> Task prompt:
Of the material below, only the lines from the line containing "column 458, row 252" down to the line containing "column 425, row 316" belong in the answer, written out exactly.

### Information provided

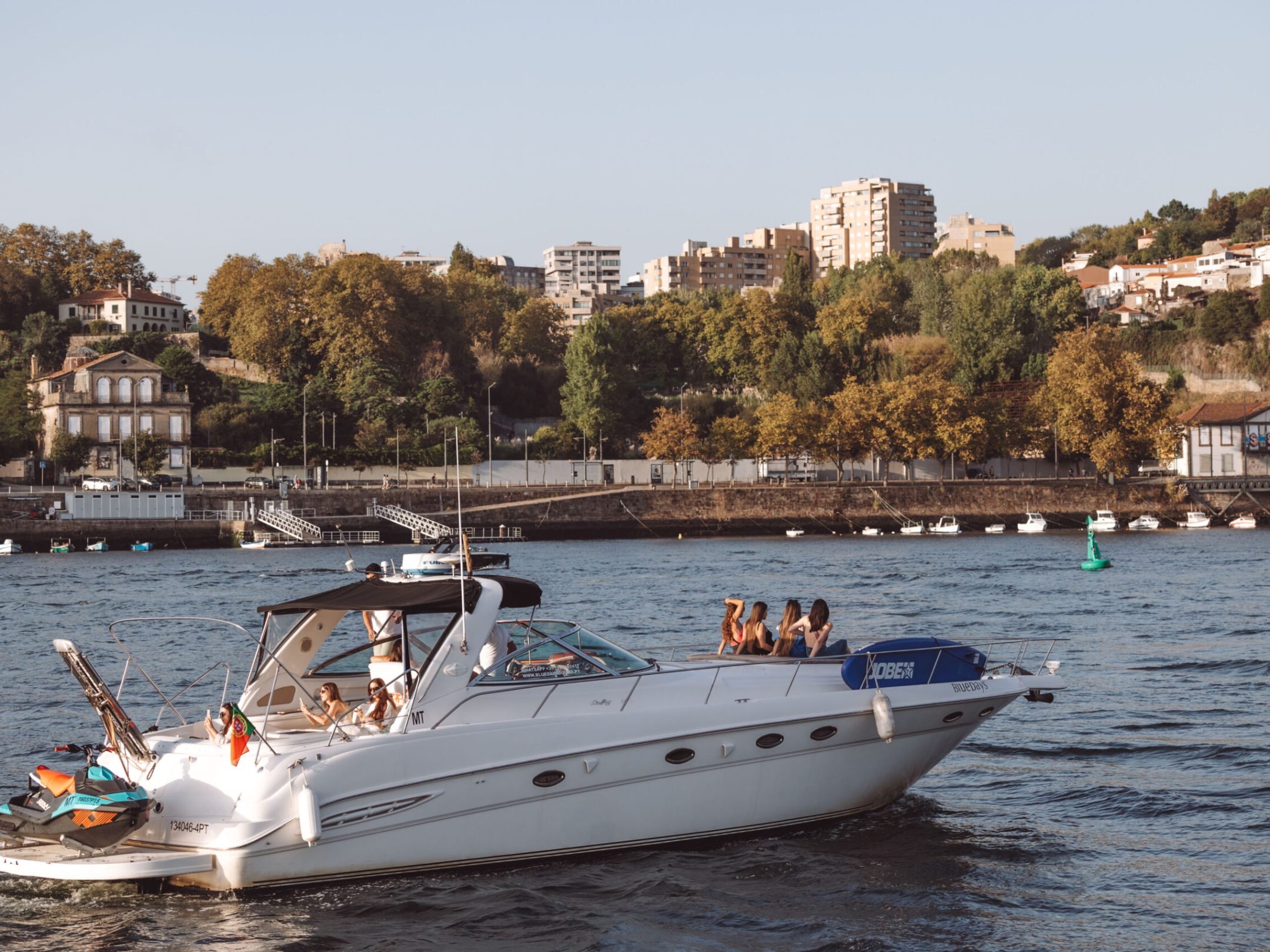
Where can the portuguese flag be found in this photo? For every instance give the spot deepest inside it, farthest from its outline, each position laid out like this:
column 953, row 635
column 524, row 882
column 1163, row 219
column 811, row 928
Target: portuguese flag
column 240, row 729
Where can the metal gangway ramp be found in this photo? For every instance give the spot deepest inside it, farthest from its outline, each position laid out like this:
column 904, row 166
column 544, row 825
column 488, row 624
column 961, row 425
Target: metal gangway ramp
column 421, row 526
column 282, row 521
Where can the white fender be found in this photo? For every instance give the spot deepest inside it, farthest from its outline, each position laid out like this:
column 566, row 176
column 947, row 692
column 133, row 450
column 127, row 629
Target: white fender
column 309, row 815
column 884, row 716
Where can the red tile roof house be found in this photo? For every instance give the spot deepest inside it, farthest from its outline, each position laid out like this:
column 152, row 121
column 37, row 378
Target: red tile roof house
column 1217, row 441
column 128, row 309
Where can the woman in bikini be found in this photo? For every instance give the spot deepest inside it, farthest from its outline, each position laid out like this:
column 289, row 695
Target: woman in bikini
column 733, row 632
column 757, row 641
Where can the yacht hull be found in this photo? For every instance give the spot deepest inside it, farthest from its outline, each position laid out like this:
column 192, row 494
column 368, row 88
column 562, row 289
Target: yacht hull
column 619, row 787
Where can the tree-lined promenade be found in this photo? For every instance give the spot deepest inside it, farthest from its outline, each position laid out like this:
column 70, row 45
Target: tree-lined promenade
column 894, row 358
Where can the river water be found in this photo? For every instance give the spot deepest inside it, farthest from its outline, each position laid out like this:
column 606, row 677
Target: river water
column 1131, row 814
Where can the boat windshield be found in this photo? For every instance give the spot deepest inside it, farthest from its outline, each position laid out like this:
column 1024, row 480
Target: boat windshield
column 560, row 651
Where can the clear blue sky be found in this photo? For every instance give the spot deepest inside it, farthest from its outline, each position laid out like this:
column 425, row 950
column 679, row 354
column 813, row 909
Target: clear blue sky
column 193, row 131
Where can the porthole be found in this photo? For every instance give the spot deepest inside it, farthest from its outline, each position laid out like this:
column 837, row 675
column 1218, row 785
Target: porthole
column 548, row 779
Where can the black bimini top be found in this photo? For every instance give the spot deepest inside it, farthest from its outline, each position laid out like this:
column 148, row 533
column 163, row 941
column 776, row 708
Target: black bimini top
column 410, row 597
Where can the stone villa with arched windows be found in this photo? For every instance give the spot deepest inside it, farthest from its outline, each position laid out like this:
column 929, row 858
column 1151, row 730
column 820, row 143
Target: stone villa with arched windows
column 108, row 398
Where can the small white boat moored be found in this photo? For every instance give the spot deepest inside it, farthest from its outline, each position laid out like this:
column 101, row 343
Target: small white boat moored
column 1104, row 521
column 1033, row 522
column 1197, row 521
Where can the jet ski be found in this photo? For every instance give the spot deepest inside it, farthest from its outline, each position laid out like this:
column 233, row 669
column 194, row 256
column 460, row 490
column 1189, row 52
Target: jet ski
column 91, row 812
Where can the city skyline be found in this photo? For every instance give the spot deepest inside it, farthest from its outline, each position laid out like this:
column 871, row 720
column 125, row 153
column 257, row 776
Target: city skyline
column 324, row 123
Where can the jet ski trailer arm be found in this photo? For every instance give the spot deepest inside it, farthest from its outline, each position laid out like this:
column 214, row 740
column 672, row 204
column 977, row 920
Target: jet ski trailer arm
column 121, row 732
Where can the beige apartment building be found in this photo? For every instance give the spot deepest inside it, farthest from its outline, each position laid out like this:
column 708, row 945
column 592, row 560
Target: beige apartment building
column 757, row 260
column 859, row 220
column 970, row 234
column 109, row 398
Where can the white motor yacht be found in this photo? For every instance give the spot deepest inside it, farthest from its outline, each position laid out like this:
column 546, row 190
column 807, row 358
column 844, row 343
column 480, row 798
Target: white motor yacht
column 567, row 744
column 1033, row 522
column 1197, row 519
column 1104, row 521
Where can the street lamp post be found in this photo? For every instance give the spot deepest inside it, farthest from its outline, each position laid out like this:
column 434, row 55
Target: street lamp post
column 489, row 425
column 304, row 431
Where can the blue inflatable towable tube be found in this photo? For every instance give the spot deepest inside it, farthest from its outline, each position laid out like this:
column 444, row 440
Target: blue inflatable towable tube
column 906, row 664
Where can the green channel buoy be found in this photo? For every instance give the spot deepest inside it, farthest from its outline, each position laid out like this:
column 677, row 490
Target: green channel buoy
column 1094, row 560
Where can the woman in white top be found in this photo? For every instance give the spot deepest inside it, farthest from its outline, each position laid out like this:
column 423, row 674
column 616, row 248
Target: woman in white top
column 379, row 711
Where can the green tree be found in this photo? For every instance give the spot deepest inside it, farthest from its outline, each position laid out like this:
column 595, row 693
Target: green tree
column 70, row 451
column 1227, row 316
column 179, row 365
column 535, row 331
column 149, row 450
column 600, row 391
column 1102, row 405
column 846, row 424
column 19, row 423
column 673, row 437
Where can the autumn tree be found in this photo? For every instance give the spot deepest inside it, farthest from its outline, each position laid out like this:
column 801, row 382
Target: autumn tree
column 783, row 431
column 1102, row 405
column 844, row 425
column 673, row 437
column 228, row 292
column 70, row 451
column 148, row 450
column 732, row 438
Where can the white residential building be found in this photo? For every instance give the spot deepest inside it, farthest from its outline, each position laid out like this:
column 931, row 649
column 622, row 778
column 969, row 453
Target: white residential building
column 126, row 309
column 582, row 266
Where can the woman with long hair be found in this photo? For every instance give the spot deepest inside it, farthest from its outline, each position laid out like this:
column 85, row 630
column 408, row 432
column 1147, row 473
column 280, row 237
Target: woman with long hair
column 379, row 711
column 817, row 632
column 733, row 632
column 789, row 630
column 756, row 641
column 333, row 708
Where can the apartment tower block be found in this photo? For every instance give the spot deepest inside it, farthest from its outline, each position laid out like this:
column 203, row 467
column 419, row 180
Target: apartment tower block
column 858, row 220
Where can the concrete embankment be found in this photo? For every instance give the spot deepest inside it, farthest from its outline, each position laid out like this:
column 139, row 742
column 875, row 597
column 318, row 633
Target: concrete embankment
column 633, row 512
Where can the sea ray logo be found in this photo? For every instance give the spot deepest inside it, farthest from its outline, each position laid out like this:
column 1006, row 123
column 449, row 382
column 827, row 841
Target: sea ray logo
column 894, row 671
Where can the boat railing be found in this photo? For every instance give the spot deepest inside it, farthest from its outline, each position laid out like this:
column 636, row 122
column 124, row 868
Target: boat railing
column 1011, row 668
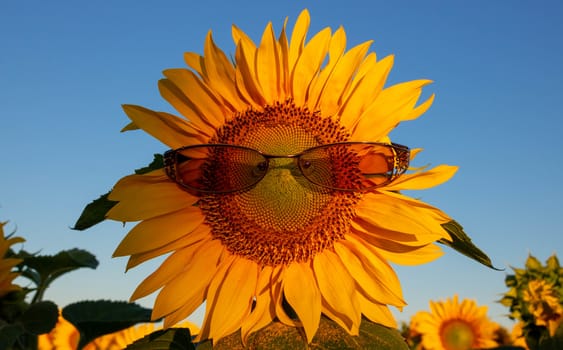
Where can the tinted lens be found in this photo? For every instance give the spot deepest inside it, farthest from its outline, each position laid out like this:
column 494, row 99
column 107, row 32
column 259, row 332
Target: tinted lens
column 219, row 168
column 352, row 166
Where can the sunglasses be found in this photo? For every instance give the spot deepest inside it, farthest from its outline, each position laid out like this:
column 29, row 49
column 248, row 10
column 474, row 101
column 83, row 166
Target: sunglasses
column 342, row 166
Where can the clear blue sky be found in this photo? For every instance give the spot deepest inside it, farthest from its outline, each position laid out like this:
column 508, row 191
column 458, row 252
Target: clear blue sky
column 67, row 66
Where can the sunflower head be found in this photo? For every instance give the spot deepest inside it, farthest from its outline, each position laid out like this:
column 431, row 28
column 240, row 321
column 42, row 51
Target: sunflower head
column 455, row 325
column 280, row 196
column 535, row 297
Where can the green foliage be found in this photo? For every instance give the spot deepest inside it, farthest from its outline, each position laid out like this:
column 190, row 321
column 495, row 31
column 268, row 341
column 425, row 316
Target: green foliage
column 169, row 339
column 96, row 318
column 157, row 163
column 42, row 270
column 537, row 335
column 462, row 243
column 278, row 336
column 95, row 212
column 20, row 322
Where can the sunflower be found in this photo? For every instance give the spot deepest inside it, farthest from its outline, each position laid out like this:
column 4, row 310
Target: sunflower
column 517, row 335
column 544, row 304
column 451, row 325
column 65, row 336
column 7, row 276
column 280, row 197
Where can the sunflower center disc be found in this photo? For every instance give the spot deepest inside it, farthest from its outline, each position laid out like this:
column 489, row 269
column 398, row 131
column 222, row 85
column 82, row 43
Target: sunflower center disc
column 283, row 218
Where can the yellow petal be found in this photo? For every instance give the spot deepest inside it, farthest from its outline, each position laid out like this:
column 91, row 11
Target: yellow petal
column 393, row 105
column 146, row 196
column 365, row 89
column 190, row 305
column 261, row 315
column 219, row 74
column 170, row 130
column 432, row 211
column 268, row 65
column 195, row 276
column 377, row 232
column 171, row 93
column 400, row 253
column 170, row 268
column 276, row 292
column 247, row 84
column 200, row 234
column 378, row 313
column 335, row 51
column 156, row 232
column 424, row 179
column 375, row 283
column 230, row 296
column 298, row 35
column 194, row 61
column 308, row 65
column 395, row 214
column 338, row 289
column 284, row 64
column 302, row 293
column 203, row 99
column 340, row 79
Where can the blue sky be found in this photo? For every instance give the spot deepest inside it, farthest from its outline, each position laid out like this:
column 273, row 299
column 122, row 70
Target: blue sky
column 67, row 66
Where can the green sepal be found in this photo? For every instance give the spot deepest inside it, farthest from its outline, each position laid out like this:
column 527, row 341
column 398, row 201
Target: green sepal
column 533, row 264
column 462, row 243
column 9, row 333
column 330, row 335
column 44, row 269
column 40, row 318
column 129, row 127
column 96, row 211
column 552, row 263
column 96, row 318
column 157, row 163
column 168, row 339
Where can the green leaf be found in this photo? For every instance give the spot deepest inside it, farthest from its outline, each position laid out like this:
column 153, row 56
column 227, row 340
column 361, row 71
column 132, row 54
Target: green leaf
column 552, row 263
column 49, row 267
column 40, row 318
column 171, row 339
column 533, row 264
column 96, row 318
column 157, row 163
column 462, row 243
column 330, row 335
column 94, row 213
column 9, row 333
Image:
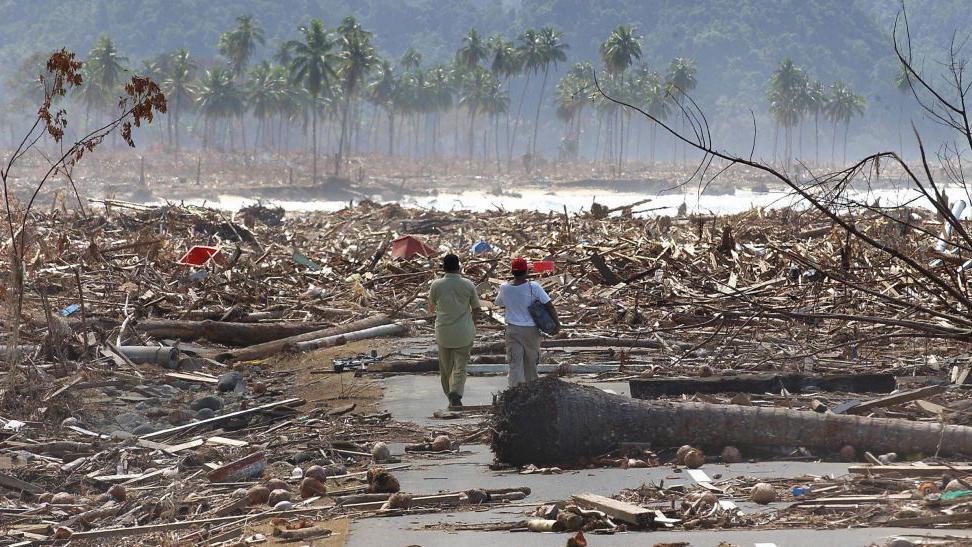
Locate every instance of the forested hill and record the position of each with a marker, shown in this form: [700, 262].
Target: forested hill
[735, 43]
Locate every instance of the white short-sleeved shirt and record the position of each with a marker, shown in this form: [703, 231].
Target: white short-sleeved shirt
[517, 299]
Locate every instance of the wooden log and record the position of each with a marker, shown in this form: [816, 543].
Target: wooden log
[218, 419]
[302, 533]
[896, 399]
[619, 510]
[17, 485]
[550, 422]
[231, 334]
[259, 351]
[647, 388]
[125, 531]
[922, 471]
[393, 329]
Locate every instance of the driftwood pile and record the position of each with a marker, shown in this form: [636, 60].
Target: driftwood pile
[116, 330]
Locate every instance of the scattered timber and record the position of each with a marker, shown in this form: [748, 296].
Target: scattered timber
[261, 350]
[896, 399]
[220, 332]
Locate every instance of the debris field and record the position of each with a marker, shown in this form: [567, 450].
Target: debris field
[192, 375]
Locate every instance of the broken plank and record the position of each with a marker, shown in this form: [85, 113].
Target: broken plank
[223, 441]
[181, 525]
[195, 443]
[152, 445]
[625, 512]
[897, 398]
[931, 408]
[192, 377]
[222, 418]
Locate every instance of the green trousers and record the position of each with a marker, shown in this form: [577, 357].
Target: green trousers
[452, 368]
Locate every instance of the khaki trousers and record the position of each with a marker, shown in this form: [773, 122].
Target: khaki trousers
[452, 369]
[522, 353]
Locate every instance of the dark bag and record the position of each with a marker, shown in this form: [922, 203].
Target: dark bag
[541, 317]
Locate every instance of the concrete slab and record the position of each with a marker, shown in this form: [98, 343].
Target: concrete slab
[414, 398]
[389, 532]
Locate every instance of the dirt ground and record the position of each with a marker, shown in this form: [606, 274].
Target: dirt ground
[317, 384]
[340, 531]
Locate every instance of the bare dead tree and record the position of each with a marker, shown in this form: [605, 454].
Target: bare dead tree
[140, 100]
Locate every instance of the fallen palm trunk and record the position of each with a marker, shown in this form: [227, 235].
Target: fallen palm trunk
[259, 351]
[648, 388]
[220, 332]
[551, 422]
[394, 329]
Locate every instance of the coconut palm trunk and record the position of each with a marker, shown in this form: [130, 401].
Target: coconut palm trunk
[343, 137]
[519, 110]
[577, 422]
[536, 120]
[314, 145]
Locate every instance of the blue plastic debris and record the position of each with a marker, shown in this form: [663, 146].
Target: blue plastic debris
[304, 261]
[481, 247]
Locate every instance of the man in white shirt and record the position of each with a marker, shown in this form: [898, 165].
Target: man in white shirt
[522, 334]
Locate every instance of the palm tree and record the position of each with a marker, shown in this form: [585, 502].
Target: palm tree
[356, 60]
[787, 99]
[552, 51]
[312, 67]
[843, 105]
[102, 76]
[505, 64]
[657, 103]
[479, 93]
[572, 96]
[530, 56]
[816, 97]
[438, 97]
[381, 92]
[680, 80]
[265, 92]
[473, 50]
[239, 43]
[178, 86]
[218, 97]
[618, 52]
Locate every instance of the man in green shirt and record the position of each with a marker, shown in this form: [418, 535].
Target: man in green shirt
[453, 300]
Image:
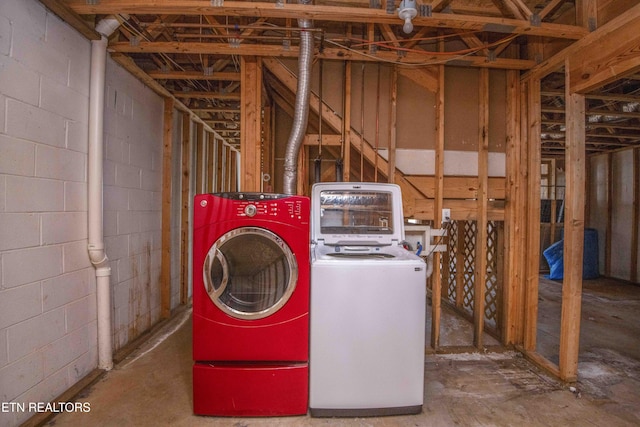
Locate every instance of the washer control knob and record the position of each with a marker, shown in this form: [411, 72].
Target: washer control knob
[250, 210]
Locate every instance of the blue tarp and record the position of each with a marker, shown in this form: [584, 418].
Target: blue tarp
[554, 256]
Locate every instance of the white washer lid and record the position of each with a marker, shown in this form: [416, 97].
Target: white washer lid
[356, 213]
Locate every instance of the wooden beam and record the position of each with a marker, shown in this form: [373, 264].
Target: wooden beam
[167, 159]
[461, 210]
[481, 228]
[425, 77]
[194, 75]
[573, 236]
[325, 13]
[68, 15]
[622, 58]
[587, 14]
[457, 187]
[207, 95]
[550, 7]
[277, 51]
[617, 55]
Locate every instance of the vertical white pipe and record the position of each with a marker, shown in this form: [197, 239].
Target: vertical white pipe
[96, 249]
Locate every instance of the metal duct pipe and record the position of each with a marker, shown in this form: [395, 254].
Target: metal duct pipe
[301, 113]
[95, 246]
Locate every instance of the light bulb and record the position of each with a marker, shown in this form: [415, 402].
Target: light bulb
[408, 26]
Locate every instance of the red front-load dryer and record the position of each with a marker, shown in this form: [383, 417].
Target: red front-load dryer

######

> Your response:
column 458, row 252
Target: clear blue sky
column 67, row 66
Where can the sunflower head be found in this photo? For every instance give the spot deepest inside it, farthest from its outline, each position laid out like this:
column 431, row 28
column 240, row 321
column 42, row 51
Target: sunflower head
column 455, row 325
column 280, row 196
column 535, row 297
Where can the green foliage be found in this photo? For every instance give the spot deepest inside it, farthest from its outline, each position laid out like this:
column 190, row 321
column 495, row 31
column 268, row 341
column 425, row 316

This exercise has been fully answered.